### Brief
List every line of the data below that contains the word "hand".

▼

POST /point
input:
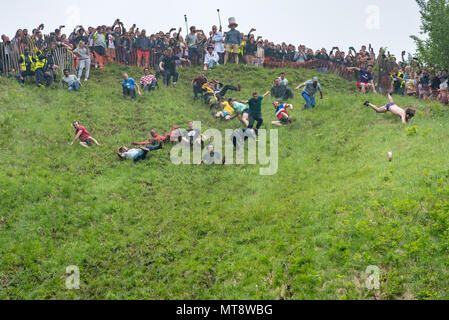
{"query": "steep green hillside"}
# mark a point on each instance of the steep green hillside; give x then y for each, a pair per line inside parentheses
(154, 230)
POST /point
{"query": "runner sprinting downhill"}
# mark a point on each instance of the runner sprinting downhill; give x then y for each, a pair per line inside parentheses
(406, 115)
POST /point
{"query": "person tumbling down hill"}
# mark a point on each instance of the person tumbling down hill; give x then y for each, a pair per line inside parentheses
(255, 110)
(239, 136)
(84, 136)
(282, 114)
(228, 112)
(308, 93)
(154, 139)
(366, 79)
(129, 86)
(242, 109)
(211, 157)
(193, 136)
(136, 154)
(405, 115)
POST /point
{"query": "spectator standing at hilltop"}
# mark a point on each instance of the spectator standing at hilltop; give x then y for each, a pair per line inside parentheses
(233, 41)
(217, 41)
(83, 54)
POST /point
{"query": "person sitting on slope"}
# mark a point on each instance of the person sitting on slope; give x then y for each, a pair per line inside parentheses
(405, 115)
(84, 136)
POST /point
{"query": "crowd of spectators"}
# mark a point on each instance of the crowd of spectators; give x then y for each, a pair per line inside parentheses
(166, 51)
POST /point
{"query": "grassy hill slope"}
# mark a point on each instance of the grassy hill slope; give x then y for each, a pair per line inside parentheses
(154, 230)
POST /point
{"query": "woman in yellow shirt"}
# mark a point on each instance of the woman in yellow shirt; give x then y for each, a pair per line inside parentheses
(228, 111)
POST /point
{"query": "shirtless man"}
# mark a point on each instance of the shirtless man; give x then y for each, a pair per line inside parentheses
(405, 115)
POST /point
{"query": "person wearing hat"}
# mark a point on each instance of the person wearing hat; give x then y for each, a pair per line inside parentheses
(233, 40)
(308, 93)
(211, 59)
(443, 96)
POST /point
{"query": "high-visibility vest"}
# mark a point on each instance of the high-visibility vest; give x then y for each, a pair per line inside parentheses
(40, 63)
(23, 65)
(398, 75)
(241, 48)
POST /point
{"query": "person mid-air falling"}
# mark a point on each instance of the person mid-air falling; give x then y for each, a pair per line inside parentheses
(405, 115)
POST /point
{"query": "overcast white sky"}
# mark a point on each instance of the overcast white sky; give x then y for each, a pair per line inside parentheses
(324, 23)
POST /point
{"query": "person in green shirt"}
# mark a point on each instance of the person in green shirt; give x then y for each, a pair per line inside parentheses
(242, 109)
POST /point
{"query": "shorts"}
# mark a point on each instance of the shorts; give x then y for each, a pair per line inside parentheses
(141, 53)
(284, 120)
(359, 84)
(100, 50)
(232, 48)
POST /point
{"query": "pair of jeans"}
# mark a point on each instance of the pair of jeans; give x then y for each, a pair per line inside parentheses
(84, 64)
(168, 74)
(197, 91)
(42, 77)
(142, 155)
(150, 86)
(74, 86)
(212, 63)
(225, 89)
(131, 92)
(310, 101)
(253, 117)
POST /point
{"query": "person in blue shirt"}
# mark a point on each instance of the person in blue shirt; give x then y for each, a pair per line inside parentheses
(366, 79)
(233, 41)
(129, 86)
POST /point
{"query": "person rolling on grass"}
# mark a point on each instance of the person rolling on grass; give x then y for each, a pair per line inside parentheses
(239, 137)
(282, 114)
(211, 157)
(308, 93)
(129, 86)
(155, 139)
(255, 110)
(193, 136)
(242, 109)
(228, 112)
(136, 154)
(366, 79)
(84, 136)
(405, 115)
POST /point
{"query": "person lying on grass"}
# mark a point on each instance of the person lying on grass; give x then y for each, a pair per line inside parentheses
(241, 109)
(282, 114)
(405, 115)
(84, 136)
(155, 139)
(136, 154)
(239, 137)
(212, 157)
(228, 112)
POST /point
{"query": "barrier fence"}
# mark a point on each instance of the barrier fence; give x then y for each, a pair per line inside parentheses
(10, 56)
(65, 59)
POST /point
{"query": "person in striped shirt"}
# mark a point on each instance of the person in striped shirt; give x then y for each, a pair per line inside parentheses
(148, 81)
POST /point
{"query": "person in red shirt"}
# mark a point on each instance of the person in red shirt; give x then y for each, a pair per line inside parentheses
(84, 136)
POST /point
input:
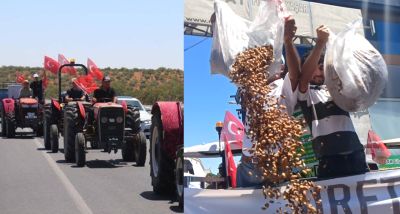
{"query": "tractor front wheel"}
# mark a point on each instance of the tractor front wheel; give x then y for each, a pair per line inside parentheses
(10, 127)
(3, 123)
(54, 138)
(179, 176)
(127, 149)
(80, 154)
(140, 149)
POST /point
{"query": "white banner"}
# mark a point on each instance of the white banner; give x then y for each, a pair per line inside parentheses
(308, 15)
(374, 192)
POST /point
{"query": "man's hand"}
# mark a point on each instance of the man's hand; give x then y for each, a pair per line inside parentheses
(290, 29)
(322, 34)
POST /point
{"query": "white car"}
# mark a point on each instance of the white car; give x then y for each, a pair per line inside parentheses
(145, 117)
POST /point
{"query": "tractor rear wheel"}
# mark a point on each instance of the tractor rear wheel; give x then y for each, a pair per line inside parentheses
(70, 130)
(80, 154)
(54, 138)
(140, 149)
(46, 129)
(161, 166)
(179, 176)
(128, 149)
(10, 126)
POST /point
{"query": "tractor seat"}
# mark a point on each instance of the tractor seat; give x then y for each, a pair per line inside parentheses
(28, 101)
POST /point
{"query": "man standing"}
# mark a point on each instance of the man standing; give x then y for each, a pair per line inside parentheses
(105, 93)
(25, 91)
(335, 142)
(37, 87)
(75, 93)
(248, 174)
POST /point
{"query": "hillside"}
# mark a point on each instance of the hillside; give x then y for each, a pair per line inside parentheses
(148, 85)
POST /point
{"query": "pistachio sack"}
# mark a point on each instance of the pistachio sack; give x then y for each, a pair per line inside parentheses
(355, 72)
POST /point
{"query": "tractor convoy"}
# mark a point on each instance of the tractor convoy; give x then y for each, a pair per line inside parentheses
(104, 124)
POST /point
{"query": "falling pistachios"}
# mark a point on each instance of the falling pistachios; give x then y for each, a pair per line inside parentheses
(276, 135)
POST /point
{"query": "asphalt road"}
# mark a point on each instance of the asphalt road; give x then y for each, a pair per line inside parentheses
(33, 180)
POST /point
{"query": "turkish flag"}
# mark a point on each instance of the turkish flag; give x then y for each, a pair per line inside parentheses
(232, 131)
(62, 60)
(380, 153)
(19, 77)
(45, 81)
(94, 70)
(51, 65)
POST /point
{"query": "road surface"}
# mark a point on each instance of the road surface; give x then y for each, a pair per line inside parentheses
(33, 180)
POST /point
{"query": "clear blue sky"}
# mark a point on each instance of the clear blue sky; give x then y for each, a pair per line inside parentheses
(122, 33)
(206, 97)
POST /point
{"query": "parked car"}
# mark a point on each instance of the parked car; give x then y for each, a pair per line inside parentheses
(145, 117)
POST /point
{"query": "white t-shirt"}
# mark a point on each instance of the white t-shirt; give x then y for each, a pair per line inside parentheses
(278, 87)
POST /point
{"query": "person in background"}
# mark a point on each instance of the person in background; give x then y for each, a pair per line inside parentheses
(25, 91)
(75, 93)
(37, 86)
(248, 174)
(335, 142)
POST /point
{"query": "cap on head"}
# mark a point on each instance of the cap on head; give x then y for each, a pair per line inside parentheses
(106, 79)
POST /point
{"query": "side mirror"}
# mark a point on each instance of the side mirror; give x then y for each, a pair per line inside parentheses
(148, 108)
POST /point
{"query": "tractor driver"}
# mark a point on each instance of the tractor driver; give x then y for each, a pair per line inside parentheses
(105, 93)
(25, 90)
(75, 93)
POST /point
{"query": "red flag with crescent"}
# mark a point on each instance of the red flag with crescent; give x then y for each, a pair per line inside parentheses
(94, 70)
(51, 65)
(62, 60)
(232, 131)
(19, 77)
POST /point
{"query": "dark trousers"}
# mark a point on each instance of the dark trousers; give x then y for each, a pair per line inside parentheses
(342, 165)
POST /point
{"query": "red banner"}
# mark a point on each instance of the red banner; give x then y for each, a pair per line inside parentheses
(232, 131)
(51, 65)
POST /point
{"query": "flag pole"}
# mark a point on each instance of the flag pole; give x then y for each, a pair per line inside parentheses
(218, 127)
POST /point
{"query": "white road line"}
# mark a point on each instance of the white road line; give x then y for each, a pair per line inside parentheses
(76, 197)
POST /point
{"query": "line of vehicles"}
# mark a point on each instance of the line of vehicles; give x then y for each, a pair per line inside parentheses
(124, 125)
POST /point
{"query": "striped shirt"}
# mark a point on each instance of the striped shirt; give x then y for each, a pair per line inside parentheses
(331, 127)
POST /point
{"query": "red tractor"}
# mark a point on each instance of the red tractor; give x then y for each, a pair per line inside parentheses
(166, 148)
(23, 113)
(105, 125)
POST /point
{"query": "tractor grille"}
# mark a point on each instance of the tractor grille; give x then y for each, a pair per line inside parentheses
(29, 116)
(111, 128)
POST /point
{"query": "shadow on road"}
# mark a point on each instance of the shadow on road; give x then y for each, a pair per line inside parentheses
(150, 195)
(176, 209)
(104, 164)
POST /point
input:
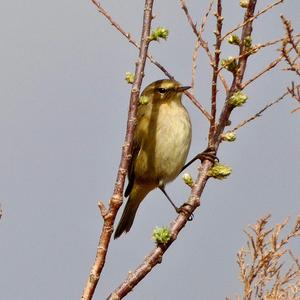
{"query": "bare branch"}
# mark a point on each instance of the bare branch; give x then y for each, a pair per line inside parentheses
(215, 66)
(149, 56)
(269, 7)
(202, 42)
(116, 199)
(259, 113)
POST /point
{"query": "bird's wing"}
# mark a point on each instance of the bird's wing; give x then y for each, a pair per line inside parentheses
(137, 141)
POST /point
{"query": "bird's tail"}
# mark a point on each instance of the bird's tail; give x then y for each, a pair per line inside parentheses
(137, 194)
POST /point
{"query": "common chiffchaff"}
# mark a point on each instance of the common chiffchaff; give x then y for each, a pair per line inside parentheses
(161, 143)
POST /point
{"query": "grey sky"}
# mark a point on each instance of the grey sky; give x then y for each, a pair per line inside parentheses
(63, 113)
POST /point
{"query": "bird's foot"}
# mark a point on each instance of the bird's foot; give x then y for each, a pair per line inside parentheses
(208, 154)
(185, 208)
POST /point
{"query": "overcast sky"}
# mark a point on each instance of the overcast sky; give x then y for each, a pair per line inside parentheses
(63, 113)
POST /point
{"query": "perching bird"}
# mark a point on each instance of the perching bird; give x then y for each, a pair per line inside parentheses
(161, 143)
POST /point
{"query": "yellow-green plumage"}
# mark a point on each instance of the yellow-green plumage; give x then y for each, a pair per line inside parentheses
(160, 146)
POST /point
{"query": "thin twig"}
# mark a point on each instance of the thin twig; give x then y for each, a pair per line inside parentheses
(193, 202)
(198, 45)
(259, 113)
(273, 64)
(214, 89)
(116, 199)
(149, 56)
(252, 18)
(291, 41)
(202, 42)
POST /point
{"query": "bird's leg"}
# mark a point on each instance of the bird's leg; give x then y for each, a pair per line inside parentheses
(208, 154)
(177, 209)
(162, 188)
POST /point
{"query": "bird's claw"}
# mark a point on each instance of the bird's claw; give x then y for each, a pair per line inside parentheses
(208, 154)
(184, 210)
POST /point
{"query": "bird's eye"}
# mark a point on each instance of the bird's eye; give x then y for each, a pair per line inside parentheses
(161, 90)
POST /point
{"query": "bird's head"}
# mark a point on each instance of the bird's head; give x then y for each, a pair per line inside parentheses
(164, 90)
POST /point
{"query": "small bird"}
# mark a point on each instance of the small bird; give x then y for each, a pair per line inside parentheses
(161, 144)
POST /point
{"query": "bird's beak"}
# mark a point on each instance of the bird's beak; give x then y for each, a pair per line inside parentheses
(181, 89)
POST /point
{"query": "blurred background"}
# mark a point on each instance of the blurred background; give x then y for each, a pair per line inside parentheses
(64, 104)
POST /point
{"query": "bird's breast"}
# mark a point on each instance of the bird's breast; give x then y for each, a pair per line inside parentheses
(165, 147)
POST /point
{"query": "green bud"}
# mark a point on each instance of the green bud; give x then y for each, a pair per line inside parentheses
(129, 77)
(229, 136)
(219, 171)
(238, 99)
(161, 235)
(248, 42)
(233, 39)
(159, 33)
(230, 64)
(188, 180)
(144, 100)
(244, 3)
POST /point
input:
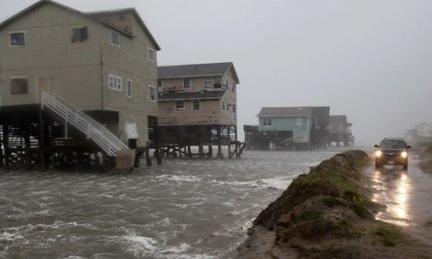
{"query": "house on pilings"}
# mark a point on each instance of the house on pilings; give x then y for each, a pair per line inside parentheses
(93, 74)
(289, 128)
(198, 107)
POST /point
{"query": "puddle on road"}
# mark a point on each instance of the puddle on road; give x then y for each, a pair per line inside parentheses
(406, 195)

▲

### Reply
{"query": "man's hand"}
# mark a point on each instance of the man's hand; give x then y for each, a pair per line inside parentheses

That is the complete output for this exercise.